[Records of labeled points]
■ ■ ■ ■ ■ ■ ■

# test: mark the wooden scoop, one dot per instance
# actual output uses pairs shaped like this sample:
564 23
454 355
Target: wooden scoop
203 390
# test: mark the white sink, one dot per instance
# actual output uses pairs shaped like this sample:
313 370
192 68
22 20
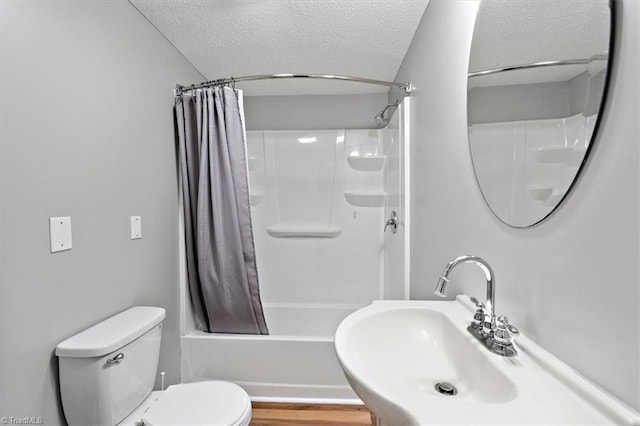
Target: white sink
395 352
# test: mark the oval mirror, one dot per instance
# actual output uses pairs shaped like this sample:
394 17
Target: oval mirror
537 77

■ ■ ■ ■ ■ ■ ■

- [Written task]
Reproduce the data above verbatim, omitting the pictures from your reply.

- [In response]
# test: mark the wooden scoop, one dot per instance
# actual output uses pairs shaped like this sample:
564 23
454 355
Target: wooden scoop
203 390
# test: mark the white sink, one dot per instance
# actual output uses pairs shaped like this sample:
313 370
192 68
22 20
Target: white sink
395 352
# test: mark the oval mirror, one dot per instance
# actual output uses pairs shaped like this sample:
394 17
Target: oval mirror
537 77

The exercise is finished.